▸ **What you should do**
Copy every row below, changing "palm tree shadow" to "palm shadow" and leaving everything else untouched.

——

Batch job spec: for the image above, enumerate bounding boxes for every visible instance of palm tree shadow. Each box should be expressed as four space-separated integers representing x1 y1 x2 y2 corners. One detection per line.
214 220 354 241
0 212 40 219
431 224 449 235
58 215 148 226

——

▸ **Written answer**
Batch job spec: for the image above, enumerate bounding boxes for every visible instance of palm shadow. Each box should be expressed as four space-separated integers representing x1 y1 x2 y2 corners. One detection per line.
214 220 354 241
0 212 40 219
431 224 449 235
58 215 148 226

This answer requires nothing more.